ZEILEN ZUR ÜBUNG:
----

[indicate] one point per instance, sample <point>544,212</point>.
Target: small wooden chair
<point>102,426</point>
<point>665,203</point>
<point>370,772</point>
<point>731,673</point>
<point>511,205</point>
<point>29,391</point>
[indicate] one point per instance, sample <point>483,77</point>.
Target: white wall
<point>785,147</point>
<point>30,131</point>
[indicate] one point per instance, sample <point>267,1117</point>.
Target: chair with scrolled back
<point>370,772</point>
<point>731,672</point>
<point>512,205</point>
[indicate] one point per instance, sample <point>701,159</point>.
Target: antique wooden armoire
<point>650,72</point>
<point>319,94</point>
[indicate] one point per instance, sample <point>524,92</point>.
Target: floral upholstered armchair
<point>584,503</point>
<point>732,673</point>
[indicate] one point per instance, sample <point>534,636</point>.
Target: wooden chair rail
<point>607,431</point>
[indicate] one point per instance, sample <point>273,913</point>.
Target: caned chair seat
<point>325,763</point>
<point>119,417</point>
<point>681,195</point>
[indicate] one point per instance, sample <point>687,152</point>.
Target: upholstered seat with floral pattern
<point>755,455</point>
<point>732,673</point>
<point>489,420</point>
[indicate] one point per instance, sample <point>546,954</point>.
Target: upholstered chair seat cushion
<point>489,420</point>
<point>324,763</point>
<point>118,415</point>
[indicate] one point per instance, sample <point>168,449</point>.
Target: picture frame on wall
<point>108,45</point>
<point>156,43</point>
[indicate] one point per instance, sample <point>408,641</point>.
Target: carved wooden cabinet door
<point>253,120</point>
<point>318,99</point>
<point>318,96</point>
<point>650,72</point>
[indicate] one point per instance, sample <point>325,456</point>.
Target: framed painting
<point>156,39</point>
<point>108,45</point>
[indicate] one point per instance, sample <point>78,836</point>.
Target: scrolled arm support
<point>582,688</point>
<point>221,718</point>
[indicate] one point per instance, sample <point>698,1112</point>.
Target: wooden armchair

----

DEINE AUFGABE:
Stelle die Zeilen oben als nummerierte Liste dar und lass dabei alle Leerzeilen weg.

LÖSUNG DER ÜBUNG:
1. [indicate] one point per instance, sample <point>544,212</point>.
2. Target: small wooden chair
3. <point>102,426</point>
4. <point>665,203</point>
5. <point>370,772</point>
6. <point>731,673</point>
7. <point>511,205</point>
8. <point>29,391</point>
9. [indicate] one point per instance, sample <point>483,77</point>.
10. Target: white wall
11. <point>785,147</point>
12. <point>30,131</point>
13. [indicate] one point per instance, sample <point>267,1117</point>.
14. Target: chair with scrolled back
15. <point>370,772</point>
16. <point>731,672</point>
17. <point>512,205</point>
18. [indicate] one point per instance, sample <point>701,159</point>.
19. Target: antique wooden armoire
20. <point>650,72</point>
21. <point>319,94</point>
22. [indicate] one point per instance, sample <point>524,92</point>.
23. Target: floral upholstered armchair
24. <point>584,503</point>
25. <point>732,673</point>
26. [indicate] one point per instance, sample <point>534,636</point>.
27. Target: wooden chair rail
28. <point>607,431</point>
29. [indicate] one point per instance, sample <point>273,913</point>.
30. Target: caned chair seat
31. <point>325,763</point>
32. <point>119,417</point>
33. <point>681,195</point>
34. [indicate] one point per instance, sample <point>687,152</point>.
35. Target: upholstered seat with floral pattern
36. <point>755,455</point>
37. <point>732,673</point>
38. <point>489,420</point>
39. [indicate] one point per instance, sample <point>546,954</point>.
40. Target: upholstered chair seat cushion
41. <point>489,420</point>
42. <point>324,763</point>
43. <point>118,415</point>
44. [indicate] one point per instance, sample <point>168,449</point>.
45. Target: picture frame on wall
46. <point>108,45</point>
47. <point>156,43</point>
48. [indicate] one point per instance, sample <point>408,641</point>.
49. Target: carved wooden cabinet door
50. <point>253,120</point>
51. <point>318,99</point>
52. <point>318,96</point>
53. <point>650,72</point>
54. [indicate] one point per instance, sample <point>325,456</point>.
55. Target: framed painting
56. <point>156,39</point>
57. <point>108,45</point>
58. [indicate] one point per instance, sample <point>78,836</point>.
59. Target: scrolled arm support
60. <point>582,688</point>
61. <point>221,718</point>
62. [indicate] one point per instance, sample <point>698,1112</point>.
63. Target: wooden armchair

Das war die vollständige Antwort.